◆ **PROBLEM TO SOLVE**
For each statement, say yes or no to whether the log-splitting text below supports it, and quote the exact words from that text that decide it. 1. By default, the output files go under a folder named tmp. 2. The default chunk width is 80 characters. 3. The person who set the challenge gave further details beyond the quoted requirements.

◆ **EXTRACT**
· · · ·

100 Bytes
This was a fun little brain-teaser presented to me by someone during their own application screening process. After thinking about it for a little bit, I started to realize what great challenge it is. With a few extra details and a few left out, the developer is forced to work within “real world” constraints and handle assumptions and unknowns. Having to read backward adds an interesting challenge, as does working efficiently with the creation of many files.
Requirements
As Quoted:
Incorporate:
- creativity
- Modules used
- Efficiency of the code during runtime.
Scan a 10M log file, and create chunks of files of 100 chars lines in each
chunks, from the 10M log file. 100th character can be end of a word or a
space. If it’s a broken word, add it to next file.
No additional details are provided.
Solution
#!/usr/bin/env python3
'''
This is a fun little brain teaser to find the most elegant way to
iteratively read chunks of data from an input file and then spit
them out into individual output (per-chunk) files, splitting lines
based on "word" termination.
'''
import os
import sys
import argparse
import textwrap
def main():
'''Primary script logic'''
opts = get_opts()
# Ensure output directory exists
os.makedirs(os.path.dirname(opts.output), exist_ok=True)
# Split file and write output files
with open(opts.input, 'r') as fh:
file_number = 0
for chunk in textwrap.TextWrapper(width=int(opts.max_size)).wrap(fh.read()):
write_file(f'{opts.output}.{file_number}', chunk)
file_number += 1
# Ensure all files have finished writing to disk
os.sync()
def write_file(path, s):
'''Write string to file path without blocking for sync.'''
_fh = os.open(path, os.O_CREAT | os.O_WRONLY)
os.write(_fh, bytes(s, encoding='utf8'))
os.close(_fh)
def get_opts():
'''Parse and return options'''
parser = argparse.ArgumentParser(
usage='scandir [-h] <optional arguments>',
formatter_class=lambda prog: argparse.HelpFormatter(
prog,
width=100))
parser.add_argument(
'-i', '--input',
dest='input',
action='store',
metavar='X',
help='Input file to read (default: input)',
default='input')
parser.add_argument(
'-o', '--output',
dest='output',
action='store',
metavar='X',
help='Output path/prefix (default: tmp/out)',
default='tmp/out')
parser.add_argument(
'-s', '--size',
dest='max_size',
action='store',
metavar='X',
help='Output path/prefix (default: output)',
default='100')
return parser.parse_args()
if __name__ == '__main__':
if sys.version_info[0] < 3:
sys.stderr.write('Python 3 or greater is required.\n')
sys.exit(1)
main()

· · · ·

◆ **RAW DATA**
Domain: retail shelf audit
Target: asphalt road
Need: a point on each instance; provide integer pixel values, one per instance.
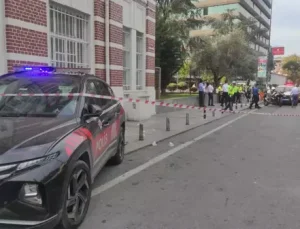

· · · ·

◆ **EXERCISE ANSWER**
1. Yes: "default='tmp/out'"
2. No: "default='100'"
3. No: "No additional details are provided."